[TEXT UNDER STUDY Boundary: Start]

An illuminating essay by Preson, Gundereson, and Mayo then addresses the central principle of those in favour of physician-assisted suicide, namely, respect for the patient’s autonomy, a particularly useful exploration because it confronts fairly and answers politely a number of very interesting objections based on this very principle: Given the complex pressures of the situation, can any terminally ill patient be considered fully autonomous? Are we in fact increasing a patient’s autonomy by handing her over to the potentially intimidating authority of a physician in an unwelcome environment? No facile answers are offered to these objections, but the important point is repeatedly made that where doubts occur about a patient’s autonomy, the burden of proof should lie on those questioning the validity of the patient’s consent. One does not guarantee a person’s autonomy by forbidding her to exercise it just because there may be unspecified pressures at work.

Another useful and provocative essay by Beauchamp goes straight to the heart of the rhetorical struggle by taking on the most emotionally loaded word in the debates, killing. We know that letting terminally ill people die by removing medical support which might keep them alive is not uncommon, and we make a distinction between that and killing. But is that distinction relevant? In a nuanced argument, which will, no doubt, prompt many responses, Beauchamp removes the term killing from the debates over the justification for physician-assisted death and argues that “unless a valid liberty-limiting principle warrants intervention to prevent an act of hastened death, there is no moral basis for condemning or punishing the envisioned autonomous acts of patients and their willing physicians.”

The ethical arguments have been complicated in recent years by improvements in the ways we treat pain, for now in many cases physicians may tacitly consent to what amounts to assisted dying by providing pain-relieving measures which the patient may then use to end his life (e.g., morphine drips). An informative essay by Brock reviews a number of the ethical issues raised by this option in comparison with others (voluntary starvation and physician-assisted suicide) in order to collapse the distinctions made between them in law and public policy.

[TEXT UNDER STUDY Boundary: End]

EXERCISE DESCRIPTION —
Please carry on the review of essays on physician-assisted death, picking up right after its final sentence. The data after this point is separate material, unrelated to the review of essays on physician-assisted death.

[DATA PROVIDED Boundary: Start]

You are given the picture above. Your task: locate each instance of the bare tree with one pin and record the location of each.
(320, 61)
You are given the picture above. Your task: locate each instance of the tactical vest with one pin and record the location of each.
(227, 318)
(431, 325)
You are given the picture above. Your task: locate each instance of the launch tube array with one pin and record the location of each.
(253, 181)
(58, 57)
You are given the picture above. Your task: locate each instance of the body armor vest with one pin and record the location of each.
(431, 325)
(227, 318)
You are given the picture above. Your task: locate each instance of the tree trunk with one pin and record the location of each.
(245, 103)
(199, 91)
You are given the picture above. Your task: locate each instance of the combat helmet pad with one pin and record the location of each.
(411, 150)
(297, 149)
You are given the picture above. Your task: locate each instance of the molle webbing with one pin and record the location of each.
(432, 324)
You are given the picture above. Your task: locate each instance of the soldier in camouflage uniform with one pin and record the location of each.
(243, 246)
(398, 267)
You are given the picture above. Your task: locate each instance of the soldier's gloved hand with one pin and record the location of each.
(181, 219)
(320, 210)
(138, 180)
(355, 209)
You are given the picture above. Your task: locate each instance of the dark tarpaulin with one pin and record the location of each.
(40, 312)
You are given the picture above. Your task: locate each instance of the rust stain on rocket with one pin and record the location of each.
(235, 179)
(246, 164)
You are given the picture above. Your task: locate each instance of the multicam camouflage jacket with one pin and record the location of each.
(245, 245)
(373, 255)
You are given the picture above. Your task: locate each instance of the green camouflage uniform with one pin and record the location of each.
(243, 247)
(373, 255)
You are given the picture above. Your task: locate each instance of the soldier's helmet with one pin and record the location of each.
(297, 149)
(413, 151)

[DATA PROVIDED Boundary: End]

EXPECTED OUTPUT —
While such ethical discussions will be extremely illuminating for many general readers, lawyers, and students, they probably won’t win too much support on the campaign trail from voters with short attention spans. For that, empirical evidence tends to be far more persuasive (particularly to counter slippery slope scare tactics). The inclusion of five essays dealing with practices in Oregon and The Netherlands reflects the editors’ sense that this material is particularly important in the continuing struggle to have the law changed.

The final section of the collection focuses on the political and legal turmoil over physician-assisted dying. Here, for all the interesting details, the exclusive focus on the United States somewhat limits the usefulness of the discussion for Canadians. The section does, however, stimulate one to reflect on how our situation is different and how that might affect our options for practical action. We have the immense advantage of a much more liberal tradition in the federal government, which does not usually engage in over-zealous prosecution of activities which violate its narrow moral sensibilities in “hot button” public issues (the Ashcroft syndrome), but we lack the means to initiate provincial referendums to advance the cause. I suspect that will force us, in our authentic Canadian manner, to exert pressure on members of parliament through professional associations (particularly those representing the medical profession and social workers) and through special interest groups (e.g., the elderly and the disabled).

Whatever our tactics, we will need to keep ourselves up-to-date on an issue marked in recent years by rapid changes on almost all fronts. There’s no better place to start that process than this collection of essays, stimulating and useful in themselves and offering all sorts of suggestions for further reading.

Ian Johnston is a writer and retired instructor in English, Classics and Liberal Studies.